Requirement — Please duplicate the listing below word for word, beginning at the line that contains "roof in the photo above." and continuing through the end of the listing. Leave the pictures out of your copy.

--- start of Records for processing ---

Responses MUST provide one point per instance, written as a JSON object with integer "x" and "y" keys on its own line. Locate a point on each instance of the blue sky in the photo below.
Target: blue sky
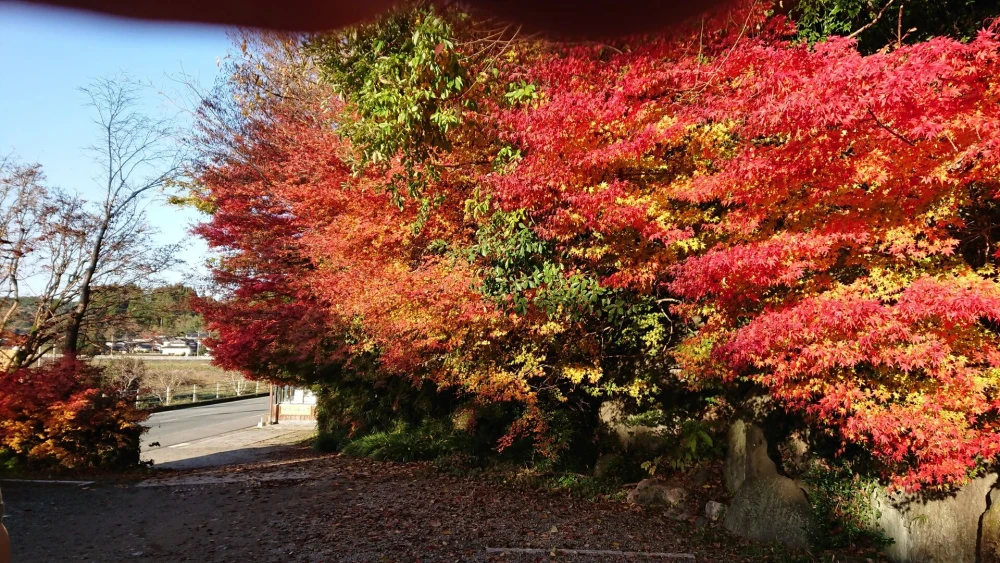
{"x": 45, "y": 55}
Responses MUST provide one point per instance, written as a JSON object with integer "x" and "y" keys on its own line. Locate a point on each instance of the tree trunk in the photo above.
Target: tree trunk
{"x": 71, "y": 342}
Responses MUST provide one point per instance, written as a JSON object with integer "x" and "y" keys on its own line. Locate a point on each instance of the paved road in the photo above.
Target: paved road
{"x": 182, "y": 426}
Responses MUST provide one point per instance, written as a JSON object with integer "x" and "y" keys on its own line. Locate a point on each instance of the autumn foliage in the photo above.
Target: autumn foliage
{"x": 63, "y": 415}
{"x": 560, "y": 225}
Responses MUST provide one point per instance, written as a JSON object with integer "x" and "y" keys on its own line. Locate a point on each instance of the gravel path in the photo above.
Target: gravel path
{"x": 306, "y": 507}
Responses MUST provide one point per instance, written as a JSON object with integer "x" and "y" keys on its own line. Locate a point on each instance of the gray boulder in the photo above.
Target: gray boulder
{"x": 945, "y": 530}
{"x": 653, "y": 492}
{"x": 770, "y": 510}
{"x": 767, "y": 507}
{"x": 714, "y": 510}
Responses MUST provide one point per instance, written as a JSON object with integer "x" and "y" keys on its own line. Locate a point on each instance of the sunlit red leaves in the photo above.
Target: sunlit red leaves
{"x": 804, "y": 202}
{"x": 62, "y": 415}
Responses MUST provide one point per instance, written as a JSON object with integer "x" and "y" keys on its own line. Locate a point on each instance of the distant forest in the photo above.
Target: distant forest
{"x": 120, "y": 312}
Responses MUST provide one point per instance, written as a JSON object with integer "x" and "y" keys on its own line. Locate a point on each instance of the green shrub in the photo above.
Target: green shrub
{"x": 430, "y": 440}
{"x": 843, "y": 515}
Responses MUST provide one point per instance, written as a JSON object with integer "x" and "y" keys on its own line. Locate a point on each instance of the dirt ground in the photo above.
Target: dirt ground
{"x": 300, "y": 506}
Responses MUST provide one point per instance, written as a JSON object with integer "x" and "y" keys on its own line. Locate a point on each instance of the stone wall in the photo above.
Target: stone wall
{"x": 768, "y": 506}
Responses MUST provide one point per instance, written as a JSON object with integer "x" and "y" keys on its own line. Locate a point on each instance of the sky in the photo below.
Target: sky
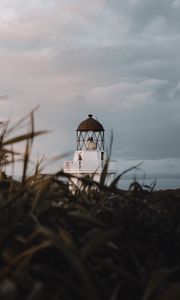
{"x": 116, "y": 59}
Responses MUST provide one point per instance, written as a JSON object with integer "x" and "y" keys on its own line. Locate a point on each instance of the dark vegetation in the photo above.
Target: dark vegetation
{"x": 92, "y": 244}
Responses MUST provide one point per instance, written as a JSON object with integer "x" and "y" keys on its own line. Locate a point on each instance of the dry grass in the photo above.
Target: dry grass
{"x": 106, "y": 244}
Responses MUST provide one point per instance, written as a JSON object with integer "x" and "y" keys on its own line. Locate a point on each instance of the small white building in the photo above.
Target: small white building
{"x": 90, "y": 155}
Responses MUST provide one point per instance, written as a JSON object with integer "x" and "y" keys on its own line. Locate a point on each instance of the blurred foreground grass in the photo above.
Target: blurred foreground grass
{"x": 93, "y": 244}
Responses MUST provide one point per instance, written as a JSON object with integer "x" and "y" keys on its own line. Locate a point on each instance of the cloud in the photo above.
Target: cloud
{"x": 4, "y": 97}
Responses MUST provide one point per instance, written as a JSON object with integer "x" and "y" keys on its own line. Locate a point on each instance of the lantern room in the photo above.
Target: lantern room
{"x": 90, "y": 135}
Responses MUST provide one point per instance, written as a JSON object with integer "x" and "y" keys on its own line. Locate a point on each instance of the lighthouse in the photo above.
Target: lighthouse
{"x": 90, "y": 155}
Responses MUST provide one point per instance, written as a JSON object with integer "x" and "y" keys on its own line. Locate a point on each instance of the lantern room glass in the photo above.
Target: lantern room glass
{"x": 90, "y": 140}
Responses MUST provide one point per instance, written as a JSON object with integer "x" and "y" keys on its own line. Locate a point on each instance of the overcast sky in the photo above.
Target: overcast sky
{"x": 116, "y": 59}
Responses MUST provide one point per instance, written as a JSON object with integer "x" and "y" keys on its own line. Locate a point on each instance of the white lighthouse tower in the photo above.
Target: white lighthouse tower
{"x": 90, "y": 156}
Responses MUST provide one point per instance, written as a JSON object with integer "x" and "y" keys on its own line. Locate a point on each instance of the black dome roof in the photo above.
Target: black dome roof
{"x": 90, "y": 124}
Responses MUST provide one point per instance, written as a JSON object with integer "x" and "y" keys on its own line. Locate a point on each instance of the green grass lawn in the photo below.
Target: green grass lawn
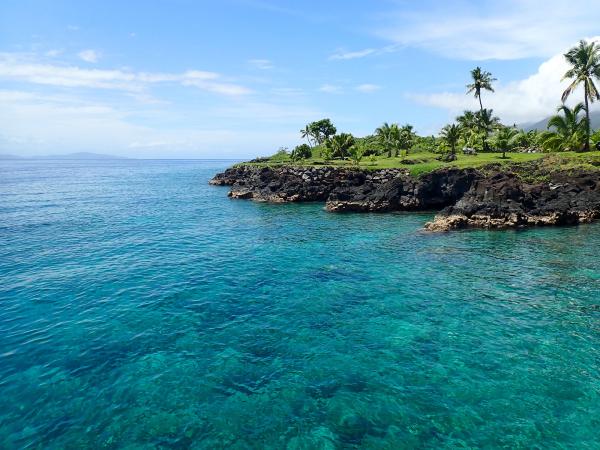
{"x": 424, "y": 162}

--- end of Records for processing ---

Worked answer —
Responses MUST provide one point per instance, written as a JSON object with integer "x" and "y" keys on its own line. Locate a point on each instance of the black dome roof in the photo above.
Target: black dome roof
{"x": 90, "y": 124}
Responses MUST provide one point per instance, written as a JSON object with integer "x" and "y" keys on its own line. Locate a point on each instance of the green grass lawn in the photo below.
Target: green grass lawn
{"x": 424, "y": 162}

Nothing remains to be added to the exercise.